- [TO BE DONE] Number every line of the listing below in a single list, and skip the blank lines.

## BEGIN RECORDED INFORMATION

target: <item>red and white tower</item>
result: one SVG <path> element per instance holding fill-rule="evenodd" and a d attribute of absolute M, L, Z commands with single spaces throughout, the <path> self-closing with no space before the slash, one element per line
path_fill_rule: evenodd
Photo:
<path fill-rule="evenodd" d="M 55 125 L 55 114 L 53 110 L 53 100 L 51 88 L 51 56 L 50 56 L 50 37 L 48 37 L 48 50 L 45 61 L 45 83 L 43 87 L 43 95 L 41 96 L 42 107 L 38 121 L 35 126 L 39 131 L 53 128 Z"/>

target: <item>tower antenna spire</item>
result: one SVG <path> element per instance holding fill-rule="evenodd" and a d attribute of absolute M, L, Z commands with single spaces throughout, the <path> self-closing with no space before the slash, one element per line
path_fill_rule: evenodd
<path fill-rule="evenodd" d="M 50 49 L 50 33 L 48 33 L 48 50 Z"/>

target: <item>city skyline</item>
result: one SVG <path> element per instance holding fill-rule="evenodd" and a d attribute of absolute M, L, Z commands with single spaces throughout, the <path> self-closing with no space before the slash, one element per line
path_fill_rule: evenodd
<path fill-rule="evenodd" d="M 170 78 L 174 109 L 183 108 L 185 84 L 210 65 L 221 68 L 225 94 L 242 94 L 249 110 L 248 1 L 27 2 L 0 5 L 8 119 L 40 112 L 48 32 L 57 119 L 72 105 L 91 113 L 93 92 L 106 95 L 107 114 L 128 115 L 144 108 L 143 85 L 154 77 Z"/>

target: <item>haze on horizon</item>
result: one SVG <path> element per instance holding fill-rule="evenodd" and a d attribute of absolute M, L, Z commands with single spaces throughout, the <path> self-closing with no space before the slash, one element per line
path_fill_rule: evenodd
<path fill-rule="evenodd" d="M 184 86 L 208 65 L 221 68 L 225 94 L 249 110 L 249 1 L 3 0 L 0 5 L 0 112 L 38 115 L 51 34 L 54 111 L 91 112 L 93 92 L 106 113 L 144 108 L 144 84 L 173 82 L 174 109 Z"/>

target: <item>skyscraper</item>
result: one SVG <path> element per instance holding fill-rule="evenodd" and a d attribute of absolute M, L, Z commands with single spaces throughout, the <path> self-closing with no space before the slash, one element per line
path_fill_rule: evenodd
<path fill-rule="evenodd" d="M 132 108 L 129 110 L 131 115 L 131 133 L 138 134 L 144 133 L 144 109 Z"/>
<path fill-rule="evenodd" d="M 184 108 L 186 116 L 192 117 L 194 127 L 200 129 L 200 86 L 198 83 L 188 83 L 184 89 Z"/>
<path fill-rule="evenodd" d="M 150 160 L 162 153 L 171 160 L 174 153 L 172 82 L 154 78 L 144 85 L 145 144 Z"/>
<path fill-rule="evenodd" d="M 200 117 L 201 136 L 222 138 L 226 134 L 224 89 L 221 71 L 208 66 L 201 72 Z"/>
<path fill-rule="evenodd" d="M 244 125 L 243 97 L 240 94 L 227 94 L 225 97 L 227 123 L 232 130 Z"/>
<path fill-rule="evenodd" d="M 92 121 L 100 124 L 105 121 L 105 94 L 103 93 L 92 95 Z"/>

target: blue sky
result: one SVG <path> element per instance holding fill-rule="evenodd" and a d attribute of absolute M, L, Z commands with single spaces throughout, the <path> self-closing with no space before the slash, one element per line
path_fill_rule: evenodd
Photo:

## END RECORDED INFORMATION

- [RESULT OF THE TASK]
1. target: <item>red and white tower</item>
2. result: one SVG <path> element per instance holding fill-rule="evenodd" and a d attribute of absolute M, L, Z commands with single spaces throughout, the <path> self-closing with no space before the slash, one element per line
3. path_fill_rule: evenodd
4. Photo:
5. <path fill-rule="evenodd" d="M 55 125 L 55 114 L 53 110 L 53 100 L 51 88 L 51 56 L 50 56 L 50 37 L 48 37 L 48 50 L 45 61 L 45 83 L 43 87 L 43 95 L 41 96 L 42 107 L 38 121 L 35 126 L 39 131 L 53 128 Z"/>
6. target: <item>tower antenna spire</item>
7. result: one SVG <path> element per instance holding fill-rule="evenodd" and a d attribute of absolute M, L, Z commands with single spaces throughout, the <path> self-closing with no space before the slash, one element per line
8. path_fill_rule: evenodd
9. <path fill-rule="evenodd" d="M 50 49 L 50 33 L 48 33 L 48 50 Z"/>
10. target: <item>city skyline</item>
11. result: one SVG <path> element per instance holding fill-rule="evenodd" and a d attribute of absolute M, L, Z commands with single spaces throughout, the <path> self-closing with no space before the slash, one element per line
12. path_fill_rule: evenodd
13. <path fill-rule="evenodd" d="M 170 78 L 174 109 L 183 108 L 185 84 L 210 65 L 221 68 L 225 94 L 242 94 L 249 110 L 248 1 L 27 2 L 0 5 L 8 119 L 40 112 L 48 32 L 57 119 L 72 105 L 91 113 L 93 92 L 106 95 L 107 114 L 128 115 L 144 108 L 143 85 L 154 77 Z"/>
14. target: <item>haze on horizon</item>
15. result: one SVG <path> element per instance holding fill-rule="evenodd" and a d attribute of absolute M, L, Z commands with single spaces throughout, the <path> self-closing with no space before the slash, one element per line
16. path_fill_rule: evenodd
17. <path fill-rule="evenodd" d="M 184 86 L 208 65 L 221 68 L 225 94 L 249 110 L 249 1 L 3 0 L 0 5 L 0 112 L 38 115 L 51 34 L 54 111 L 91 112 L 93 92 L 106 113 L 144 108 L 144 84 L 173 82 L 174 109 Z"/>
18. target: <item>skyscraper</item>
19. result: one SVG <path> element per instance holding fill-rule="evenodd" and a d attribute of absolute M, L, Z commands with single spaces throughout, the <path> self-closing with no space before the slash, one element per line
20. path_fill_rule: evenodd
21. <path fill-rule="evenodd" d="M 132 108 L 129 110 L 131 115 L 131 133 L 138 134 L 144 133 L 144 109 Z"/>
22. <path fill-rule="evenodd" d="M 184 108 L 186 116 L 192 117 L 194 127 L 200 129 L 200 86 L 198 83 L 188 83 L 184 89 Z"/>
23. <path fill-rule="evenodd" d="M 150 160 L 162 153 L 171 160 L 174 153 L 172 82 L 154 78 L 144 85 L 145 144 Z"/>
24. <path fill-rule="evenodd" d="M 200 117 L 201 136 L 222 138 L 226 134 L 224 89 L 221 71 L 208 66 L 201 72 Z"/>
25. <path fill-rule="evenodd" d="M 244 125 L 243 97 L 240 94 L 227 94 L 225 97 L 227 123 L 232 130 Z"/>
26. <path fill-rule="evenodd" d="M 92 121 L 100 124 L 105 121 L 105 94 L 103 93 L 92 95 Z"/>
27. target: blue sky
28. result: one SVG <path> element per instance holding fill-rule="evenodd" and a d attribute of absolute M, L, Z commands with single spaces throughout, the <path> self-closing with no space before the slash, one element per line
29. path_fill_rule: evenodd
30. Photo:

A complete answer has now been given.